> **Vorliegender Text**:
- - -

Ein Pionier und seine Enkel

Gloria/Saint-Pierre

Mit Jean Triaud

Henri Martin ist eine legendäre Figur im Médoc und einer der Pioniere des modernen Bordeaux. Die beiden von ihm aufgebauten Kultweingüter in Saint-Julien sind bei seinen Erben gut aufgehoben.

Bordeaux mag weiter unter dem Ruf leiden, eine elitäre Weinregion zu sein: In Wahrheit hat sie sich längst demokratisiert, ist weltoffener, jünger geworden. Ich hoffe, ich stehe als lebender Beweis vor Ihnen! Glauben Sie mir: Bordeaux ist nicht allein die Hochburg teurer Weine und steinreicher Investoren. Hier werden auf hohem technischem Niveau auch viele enorm preiswerte Weine erzeugt, von Leuten, die mit besonderer Leidenschaft arbeiten. Weder Saint-Pierre noch Gloria gehören zu den teuersten Weinen ihrer Klasse, trotz ihres hervorragenden Rufs, ihrer exzellenten Qualität. In puncto Weinbau und Kellertechnik bleibt Bordeaux weltweit führend und innovativ. Kein Spitzengut kann es sich heute leisten, sich nicht für biologischen Anbau zu interessieren. Wir haben uns 2021 dafür entschieden. Ich stehe dazu, selbst wenn das mit finanziellen Risiken oder Ertragseinbussen verbunden sein sollte.

- - -

> **Datenauszug**:

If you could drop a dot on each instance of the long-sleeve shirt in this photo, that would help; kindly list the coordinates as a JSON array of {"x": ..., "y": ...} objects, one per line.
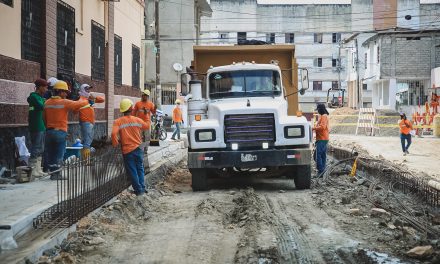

- - -

> **Aufgabenstellung**:
1. In welchem Jahr fiel laut dem Text über Bordeaux die Entscheidung für biologischen Anbau?
2. Schreib den Text über Bordeaux im gleichen Ton nach seinem letzten Satz weiter.
Die Daten spielen hierfür keine Rolle.

> **Antworten pro Aufgabe**:
1. 2021

2.
Wir erleben heute die zweite Bordelaiser Weinrevolution. Die erste wurde von Pionieren wie meinem Grossvater getragen, der die «Domaines Henri Martin» ins Leben gerufen hat, gebildet aus den Châteaux Gloria und Bel Air Gloria sowie dem Cru Classé Château Saint-Pierre. Ich umsorge mit meiner Mutter Françoise und meiner Schwester Vanessa diese Güter. Wir sind und bleiben ein Familienunternehmen, in dem auch meine Gattin mitwirkt.

Die Martins stammen aus Saint-Julien Beychevelle, wo wir bis heute unseren Sitz haben, und sind seit Generationen im Weinbau tätig. Reben besassen sie nicht. Doch mein Grossvater glaubte an die Renaissance des Weinbaus, selbst während der Krisenjahre. Er erwarb zwischen 1930 und 1960 jede Rebzeile grosser Terroirs in Saint-Julien, die er sich leisten konnte, und schuf so Château Gloria. Der Kauf von Saint-Pierre setzte seiner Karriere die Krone auf.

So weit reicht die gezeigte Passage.